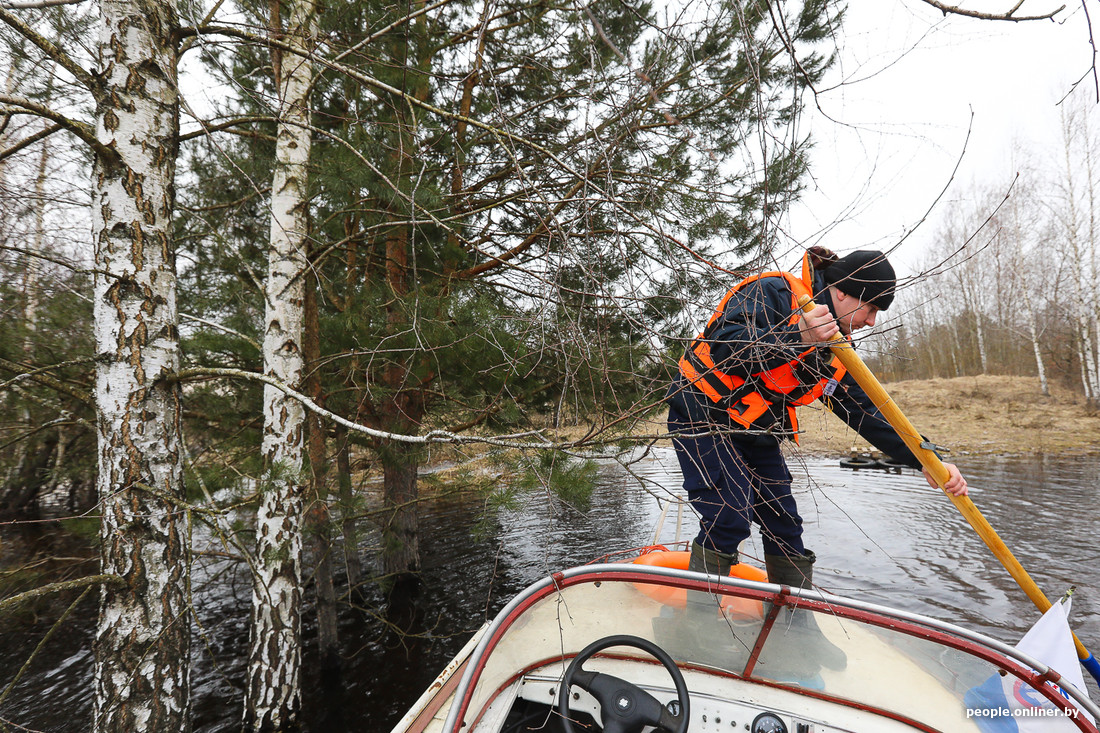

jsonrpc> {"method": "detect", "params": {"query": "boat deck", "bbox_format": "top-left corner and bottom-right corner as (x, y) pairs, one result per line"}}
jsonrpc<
(394, 563), (1096, 733)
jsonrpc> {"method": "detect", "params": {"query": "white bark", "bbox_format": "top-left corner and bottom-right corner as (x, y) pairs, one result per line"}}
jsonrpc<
(1024, 297), (1049, 396)
(90, 0), (188, 731)
(973, 304), (988, 374)
(246, 0), (316, 727)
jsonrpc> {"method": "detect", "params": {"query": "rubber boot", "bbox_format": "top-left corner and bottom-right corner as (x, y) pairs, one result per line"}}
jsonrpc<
(764, 550), (847, 671)
(688, 540), (738, 577)
(686, 540), (737, 608)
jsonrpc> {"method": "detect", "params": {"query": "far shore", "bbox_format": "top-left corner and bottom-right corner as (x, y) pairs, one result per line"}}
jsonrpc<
(793, 374), (1100, 460)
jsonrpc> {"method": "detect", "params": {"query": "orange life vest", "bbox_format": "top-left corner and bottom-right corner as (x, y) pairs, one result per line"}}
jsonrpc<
(677, 253), (847, 442)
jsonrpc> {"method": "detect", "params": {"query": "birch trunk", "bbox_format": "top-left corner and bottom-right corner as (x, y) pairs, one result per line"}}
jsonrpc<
(90, 0), (189, 730)
(1016, 253), (1049, 397)
(974, 310), (988, 374)
(1004, 175), (1050, 398)
(1027, 316), (1049, 396)
(246, 0), (316, 726)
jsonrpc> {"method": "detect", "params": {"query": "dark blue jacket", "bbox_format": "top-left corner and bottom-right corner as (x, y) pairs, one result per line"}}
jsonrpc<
(667, 269), (922, 468)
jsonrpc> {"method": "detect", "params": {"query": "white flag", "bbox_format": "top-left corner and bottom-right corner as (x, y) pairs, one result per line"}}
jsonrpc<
(964, 599), (1092, 732)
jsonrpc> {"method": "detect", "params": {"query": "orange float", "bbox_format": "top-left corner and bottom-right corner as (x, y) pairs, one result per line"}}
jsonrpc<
(631, 548), (767, 620)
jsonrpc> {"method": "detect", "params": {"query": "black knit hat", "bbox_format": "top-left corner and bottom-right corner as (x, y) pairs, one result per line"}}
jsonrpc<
(822, 250), (896, 310)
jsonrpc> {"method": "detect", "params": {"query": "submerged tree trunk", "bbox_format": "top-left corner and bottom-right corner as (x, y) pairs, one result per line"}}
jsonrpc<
(376, 31), (433, 586)
(381, 433), (422, 589)
(90, 0), (189, 730)
(304, 252), (340, 692)
(380, 223), (425, 589)
(246, 0), (316, 727)
(334, 426), (362, 598)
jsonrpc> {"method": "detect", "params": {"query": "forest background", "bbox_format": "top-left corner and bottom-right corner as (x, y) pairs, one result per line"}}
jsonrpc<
(0, 0), (1095, 731)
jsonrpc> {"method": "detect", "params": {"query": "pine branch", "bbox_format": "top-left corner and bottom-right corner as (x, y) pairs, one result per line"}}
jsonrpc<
(182, 24), (736, 281)
(186, 24), (588, 185)
(327, 0), (459, 63)
(180, 312), (262, 350)
(0, 7), (96, 91)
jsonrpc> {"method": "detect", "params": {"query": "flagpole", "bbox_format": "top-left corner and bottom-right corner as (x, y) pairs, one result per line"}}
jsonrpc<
(797, 295), (1100, 686)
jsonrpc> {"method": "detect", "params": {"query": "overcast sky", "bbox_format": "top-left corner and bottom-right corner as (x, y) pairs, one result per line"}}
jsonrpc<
(783, 0), (1095, 276)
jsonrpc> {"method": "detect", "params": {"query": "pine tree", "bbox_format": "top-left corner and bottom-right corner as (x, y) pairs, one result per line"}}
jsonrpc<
(177, 0), (843, 592)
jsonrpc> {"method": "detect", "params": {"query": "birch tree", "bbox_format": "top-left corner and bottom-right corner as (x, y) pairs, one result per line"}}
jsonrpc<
(90, 0), (189, 729)
(245, 0), (317, 727)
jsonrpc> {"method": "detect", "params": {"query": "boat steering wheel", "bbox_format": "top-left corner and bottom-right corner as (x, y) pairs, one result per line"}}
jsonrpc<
(557, 634), (690, 733)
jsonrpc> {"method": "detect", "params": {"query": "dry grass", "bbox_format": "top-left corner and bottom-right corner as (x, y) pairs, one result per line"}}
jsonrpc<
(795, 374), (1100, 459)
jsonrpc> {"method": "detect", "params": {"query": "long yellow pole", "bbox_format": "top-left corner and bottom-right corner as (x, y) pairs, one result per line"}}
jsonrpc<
(797, 295), (1094, 663)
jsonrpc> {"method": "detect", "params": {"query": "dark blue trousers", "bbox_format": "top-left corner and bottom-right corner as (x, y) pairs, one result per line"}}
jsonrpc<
(668, 407), (805, 558)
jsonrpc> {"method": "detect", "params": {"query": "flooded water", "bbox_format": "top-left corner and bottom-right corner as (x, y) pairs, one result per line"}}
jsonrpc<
(1, 450), (1098, 731)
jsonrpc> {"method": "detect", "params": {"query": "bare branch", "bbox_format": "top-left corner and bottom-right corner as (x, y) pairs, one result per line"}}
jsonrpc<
(0, 6), (96, 90)
(0, 0), (85, 8)
(0, 242), (108, 277)
(179, 0), (230, 55)
(1081, 0), (1099, 102)
(0, 121), (63, 162)
(173, 366), (572, 450)
(0, 355), (95, 408)
(917, 0), (1065, 21)
(0, 576), (120, 615)
(177, 115), (277, 143)
(0, 95), (106, 159)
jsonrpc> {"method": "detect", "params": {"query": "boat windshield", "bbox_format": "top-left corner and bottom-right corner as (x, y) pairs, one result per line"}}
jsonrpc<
(448, 564), (1097, 733)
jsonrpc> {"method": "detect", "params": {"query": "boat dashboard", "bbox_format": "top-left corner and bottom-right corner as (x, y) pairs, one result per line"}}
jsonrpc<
(494, 668), (890, 733)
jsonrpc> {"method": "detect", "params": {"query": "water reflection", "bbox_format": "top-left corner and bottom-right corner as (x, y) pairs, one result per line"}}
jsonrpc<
(0, 450), (1098, 731)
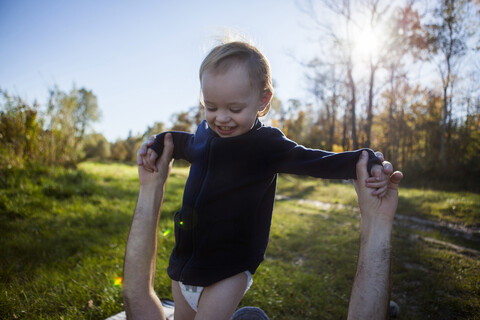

_____

### Aim of the exercise
How many of the lines above contain "branch"? Give the number by itself.

### Output
2